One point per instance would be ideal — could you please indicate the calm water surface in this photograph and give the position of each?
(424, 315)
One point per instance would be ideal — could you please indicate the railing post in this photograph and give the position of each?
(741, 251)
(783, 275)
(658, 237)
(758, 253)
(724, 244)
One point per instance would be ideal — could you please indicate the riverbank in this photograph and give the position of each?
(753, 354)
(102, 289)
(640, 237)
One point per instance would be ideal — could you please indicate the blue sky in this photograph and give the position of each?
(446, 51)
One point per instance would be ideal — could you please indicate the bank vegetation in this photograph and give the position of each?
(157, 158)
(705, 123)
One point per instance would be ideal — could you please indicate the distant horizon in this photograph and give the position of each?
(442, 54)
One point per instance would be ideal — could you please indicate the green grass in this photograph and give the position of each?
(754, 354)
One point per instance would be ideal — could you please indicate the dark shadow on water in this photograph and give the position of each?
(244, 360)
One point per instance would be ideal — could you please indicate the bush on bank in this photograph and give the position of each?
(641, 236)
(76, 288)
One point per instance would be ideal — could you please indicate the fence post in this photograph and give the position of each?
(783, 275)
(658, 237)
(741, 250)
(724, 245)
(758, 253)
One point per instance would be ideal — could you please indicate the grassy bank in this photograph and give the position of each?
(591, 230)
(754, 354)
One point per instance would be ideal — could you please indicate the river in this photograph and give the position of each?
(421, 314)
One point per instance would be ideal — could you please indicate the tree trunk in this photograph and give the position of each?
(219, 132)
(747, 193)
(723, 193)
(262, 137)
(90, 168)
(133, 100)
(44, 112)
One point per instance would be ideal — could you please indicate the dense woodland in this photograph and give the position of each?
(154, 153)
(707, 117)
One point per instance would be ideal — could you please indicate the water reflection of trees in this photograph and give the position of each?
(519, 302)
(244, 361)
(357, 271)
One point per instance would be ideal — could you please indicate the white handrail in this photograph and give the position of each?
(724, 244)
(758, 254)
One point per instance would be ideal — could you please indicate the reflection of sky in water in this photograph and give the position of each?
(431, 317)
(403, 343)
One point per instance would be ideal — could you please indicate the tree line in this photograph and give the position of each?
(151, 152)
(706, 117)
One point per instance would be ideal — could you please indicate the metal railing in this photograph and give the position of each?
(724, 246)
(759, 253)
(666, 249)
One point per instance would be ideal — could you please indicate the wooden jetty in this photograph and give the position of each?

------------------------------------------------------------

Rewrite everything from the line containing "the tree trunk" down to the end of the listing, requests included, and shift each answer coordinate by adding 44 to every number.

### Result for this task
One point per instance would be ideal — could you please indicate the tree trunk in this photograph and give the position of each?
(263, 176)
(791, 237)
(767, 237)
(306, 181)
(134, 212)
(177, 144)
(88, 156)
One point per instance would be ideal — could you please indicate the dense woodland in this photograph and give the position of each?
(198, 197)
(751, 161)
One point per instance would be ideal — could you please indicate the water reflection of trees in this photograph and give the position of each?
(563, 346)
(288, 405)
(401, 315)
One point per instance would be ideal — could you please indicate the white handrail in this photograph and give the position of each?
(768, 288)
(802, 298)
One point per instance would be ideal — could you please indicate the reflection of sky in water in this photograph and give the position of each?
(475, 361)
(447, 387)
One point per instance would be ideal — could you please indicate the tree line in this photograph and give the position of each?
(195, 196)
(750, 161)
One point per instance would be ideal — could you please indicate the metal railing in this photograph and give the position of each?
(768, 290)
(803, 297)
(710, 293)
One point per instance would be ideal — could you please indicate the wooden jetty in this photograph and give the position of each?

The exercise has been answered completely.